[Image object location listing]

▽

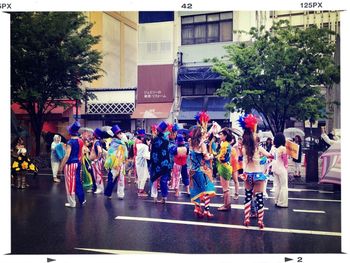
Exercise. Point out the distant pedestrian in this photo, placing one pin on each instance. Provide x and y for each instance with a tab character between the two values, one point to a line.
297	162
280	170
224	166
143	155
160	162
55	161
21	164
115	163
71	165
201	181
97	161
253	173
180	152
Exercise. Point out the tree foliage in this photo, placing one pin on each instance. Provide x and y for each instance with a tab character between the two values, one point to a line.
51	55
280	73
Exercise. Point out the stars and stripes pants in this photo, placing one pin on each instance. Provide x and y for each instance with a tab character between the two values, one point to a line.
73	183
97	168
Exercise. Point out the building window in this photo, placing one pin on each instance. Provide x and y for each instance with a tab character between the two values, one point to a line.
206	28
199	89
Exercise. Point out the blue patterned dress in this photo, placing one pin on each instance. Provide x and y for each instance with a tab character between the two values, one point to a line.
200	183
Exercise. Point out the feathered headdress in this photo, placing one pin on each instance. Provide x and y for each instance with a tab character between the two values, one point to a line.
154	130
202	119
248	122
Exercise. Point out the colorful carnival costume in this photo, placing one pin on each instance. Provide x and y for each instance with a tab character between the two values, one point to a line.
180	152
143	155
97	162
201	185
252	172
87	174
21	165
72	166
115	164
280	170
55	160
172	129
225	172
160	161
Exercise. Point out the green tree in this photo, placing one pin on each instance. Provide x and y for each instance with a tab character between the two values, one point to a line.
51	55
280	73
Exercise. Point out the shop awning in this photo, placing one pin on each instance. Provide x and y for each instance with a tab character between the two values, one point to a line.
16	107
152	111
215	106
192	74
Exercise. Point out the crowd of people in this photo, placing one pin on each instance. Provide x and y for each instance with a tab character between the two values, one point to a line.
169	158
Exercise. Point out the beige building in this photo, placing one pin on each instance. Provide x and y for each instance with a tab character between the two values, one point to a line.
322	19
115	90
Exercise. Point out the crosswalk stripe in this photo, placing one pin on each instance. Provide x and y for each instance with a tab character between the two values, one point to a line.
220	225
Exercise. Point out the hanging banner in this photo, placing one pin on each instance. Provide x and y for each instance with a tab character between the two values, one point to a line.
292	149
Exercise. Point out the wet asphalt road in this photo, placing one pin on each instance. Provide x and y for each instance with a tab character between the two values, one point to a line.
41	224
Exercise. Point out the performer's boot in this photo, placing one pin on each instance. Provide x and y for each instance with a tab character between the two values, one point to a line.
227	203
198	211
18	181
247	206
260	204
23	182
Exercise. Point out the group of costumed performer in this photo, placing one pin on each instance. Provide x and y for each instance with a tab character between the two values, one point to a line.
201	180
254	178
21	165
97	161
141	161
71	166
180	152
160	165
115	163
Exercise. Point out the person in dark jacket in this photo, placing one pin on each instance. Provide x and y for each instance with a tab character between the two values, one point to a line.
160	165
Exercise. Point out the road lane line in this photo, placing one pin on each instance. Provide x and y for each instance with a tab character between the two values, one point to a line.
309	211
220	225
119	252
233	206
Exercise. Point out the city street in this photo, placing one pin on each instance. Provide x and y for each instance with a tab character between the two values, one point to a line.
41	224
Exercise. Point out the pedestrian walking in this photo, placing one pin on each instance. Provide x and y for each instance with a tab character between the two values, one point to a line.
160	162
253	174
97	161
280	170
224	166
297	162
201	180
21	164
71	165
115	164
143	155
55	161
235	167
180	152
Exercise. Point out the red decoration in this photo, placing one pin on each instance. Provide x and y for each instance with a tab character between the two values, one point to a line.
250	122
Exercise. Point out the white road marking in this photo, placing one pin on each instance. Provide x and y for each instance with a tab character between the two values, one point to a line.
119	252
309	211
220	225
234	206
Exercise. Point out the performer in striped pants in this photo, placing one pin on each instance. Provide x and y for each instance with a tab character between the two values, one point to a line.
254	178
97	162
71	165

△

Shift every coordinate value in the answers up by 14, and rewrite the listing from the line containing "Exercise. Point out the group" up to and including its final line. Keep the request lines in place and unchanged.

Exercise. Point out the group of costumed performer in this photo, placing one pin on each instance. Provide x and y for each instance with a tab character between the two values, one point to a line.
215	194
268	192
35	179
111	175
155	175
85	180
194	166
174	179
129	177
Exercise. Point out the person in dark jacket in this photo, placing one pin on each instance. Provide x and y for each instance with a tab character between the two values, one point to a line.
174	179
Exercise. Point out the road lane line in this photo, placing one pin on each instance. Provide x and y for each instance with a tab character between the two values, one point to a line.
323	225
234	239
133	266
247	220
Exercise. Point out the city street in this photo, placing one pin on each instance. Provide x and y for each instance with a tab character between the two values, one point to a line.
55	238
Exercise. Point out the pedestrian walking in this photo, placing one pin on each instance. Provide x and y for each instance with a tab character between the two values, one point to a line.
174	176
267	188
111	175
294	184
238	180
311	176
215	194
35	178
85	179
129	178
157	169
69	175
249	181
194	166
Exercise. Point out the red decoration in this photo, placing one pin on each instance. Provide x and y for each instance with a tab character between the two values, one point to a line.
264	136
Exercise. Point out the white road marking in this photo, placing one pin on each instance. Provide x and y for each instance with a tab character between the two values, one point to a line.
133	266
323	225
234	239
248	220
Exercise. Point out the performer in striped pants in this photo, placing one pin on each instance. Provide x and y for each instance with a tab character between the two values, one point to a line.
268	192
111	176
85	179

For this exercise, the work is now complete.